» The request:
Set down, word for word, the lines of the listing from the one containing "Target: gray rock face" through the end of the listing, with both ends included.

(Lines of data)
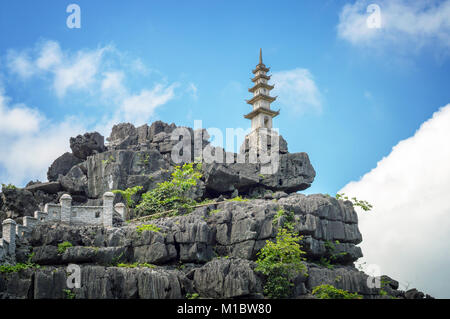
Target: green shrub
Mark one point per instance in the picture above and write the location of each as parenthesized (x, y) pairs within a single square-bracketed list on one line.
[(63, 246), (330, 292), (238, 199), (7, 268), (281, 261), (69, 294), (171, 195), (331, 255), (9, 186), (149, 227), (110, 160), (365, 205), (214, 211), (287, 218), (136, 265)]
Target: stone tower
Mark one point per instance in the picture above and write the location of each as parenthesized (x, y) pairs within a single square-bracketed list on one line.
[(261, 114)]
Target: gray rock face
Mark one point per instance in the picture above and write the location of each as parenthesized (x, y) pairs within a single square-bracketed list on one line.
[(122, 169), (295, 173), (228, 278), (75, 181), (210, 251), (235, 229), (61, 166), (18, 202), (88, 144), (122, 136), (49, 188)]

» Solution for this problem:
Target: gray rock face
Mark one point per instance in the picture above and write the location of each as parenthesized (x, y) pairs within a single square-bracketed list on one line.
[(122, 169), (295, 173), (228, 278), (75, 181), (210, 251), (235, 229), (61, 166), (18, 202), (88, 144), (122, 136), (49, 188)]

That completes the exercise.